* START Source document *

You are viewing a plain text version of this content. The canonical link for it is here.
Posted to dev@samza.apache.org by Jakob Homan <jg...@gmail.com> on 2013/10/17 20:08:13 UTC

Special Bay Area HUG: Tajo and Samza

Hey everybody-
   Join us at LinkedIn Nov. 5 for a special HUG dedicated to two new
awesome Incubator projects, Tajo, a low-latency SQL query engine atop YARN
and Samza.

http://www.meetup.com/hadoop/events/146077932/

-Jakob

Re: Special Bay Area HUG: Tajo and Samza

Posted by Chris Curtin <cu...@gmail.com>.
Hi Jay,

Do they record these meetups?

Thanks,

Chris


On Thu, Oct 17, 2013 at 5:03 PM, Jay Kreps <ja...@gmail.com> wrote:

> FYI.
>
> ---------- Forwarded message ----------
> From: Jakob Homan <jg...@gmail.com>
> Date: Thu, Oct 17, 2013 at 11:08 AM
> Subject: Special Bay Area HUG: Tajo and Samza
> To: dev@samza.incubator.apache.org
>
>
> Hey everybody-
>    Join us at LinkedIn Nov. 5 for a special HUG dedicated to two new
> awesome Incubator projects, Tajo, a low-latency SQL query engine atop YARN
> and Samza.
>
> http://www.meetup.com/hadoop/events/146077932/
>
> -Jakob
>

Fwd: Special Bay Area HUG: Tajo and Samza

Posted by Jay Kreps <ja...@gmail.com>.
FYI.

---------- Forwarded message ----------
From: Jakob Homan <jg...@gmail.com>
Date: Thu, Oct 17, 2013 at 11:08 AM
Subject: Special Bay Area HUG: Tajo and Samza
To: dev@samza.incubator.apache.org


Hey everybody-
   Join us at LinkedIn Nov. 5 for a special HUG dedicated to two new
awesome Incubator projects, Tajo, a low-latency SQL query engine atop YARN
and Samza.

http://www.meetup.com/hadoop/events/146077932/

-Jakob

Fwd: Special Bay Area HUG: Tajo and Samza

Posted by Jay Kreps <ja...@gmail.com>.
FYI.

---------- Forwarded message ----------
From: Jakob Homan <jg...@gmail.com>
Date: Thu, Oct 17, 2013 at 11:08 AM
Subject: Special Bay Area HUG: Tajo and Samza
To: dev@samza.incubator.apache.org


Hey everybody-
   Join us at LinkedIn Nov. 5 for a special HUG dedicated to two new
awesome Incubator projects, Tajo, a low-latency SQL query engine atop YARN
and Samza.

* END Source document *
* START Information supplied *

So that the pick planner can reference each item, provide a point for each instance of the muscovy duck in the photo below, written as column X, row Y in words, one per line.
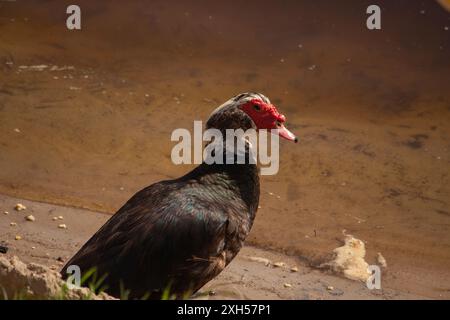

* END Information supplied *

Given request.
Pick up the mailing-list thread about the Bay Area HUG on Tajo and Samza after its last line and continue it.

In response.
http://www.meetup.com/hadoop/events/146077932/

-Jakob

Re: Special Bay Area HUG: Tajo and Samza

Posted by Chris Riccomini <cr...@linkedin.com>.
Hey Guys,

Very cool. :) When we have something up, I'll try and follow up here to
let you know.

In the mean time, you might have a look at Google's Dapper paper:

  http://research.google.com/pubs/pub36356.html


And the Google Wide Profiling paper:

  http://research.google.com/pubs/pub36575.html

Both are great resources for folks building things in this area.

Cheers,
Chris

On 10/20/13 7:15 AM, "Philip Reynolds" <ph...@gmail.com> wrote:

>Just to chime in, I'd be very interested in the monitoring blog post too.
>We're doing a kafka implementation for a robust data pipeline. Initially,
>samza does look interesting for monitoring use-cases.
>
>On Sun, Oct 20, 2013 at 2:53 PM, Garry Turkington <
>g.turkington@improvedigital.com> wrote:
>
>> Hi Chris,
>>
>> Thanks for all this, makes sense.  Be interested to hear where things go
>> with the locality optimizations. I'm just looking at deploying our first
>> Kafka cluster to change how we do data distribution and that's not
>>going to
>>  initially be collocated with the Hadoop cluster.  Samza's tight Kafka
>> integration is one of the things that has drawn me to it so I'm looking
>> forward (!) to seeing what sort of performance/latency I get from the
>> remote/smaller Kafka setup.
>>
>> Looking forward to the blog post on the monitoring jobs written in
>>Samza.
>>  We're in the earlier stages of a common service framework so have the
>> luxury of building on the experiences of others who learned this stuff
>>the
>> hard way. :)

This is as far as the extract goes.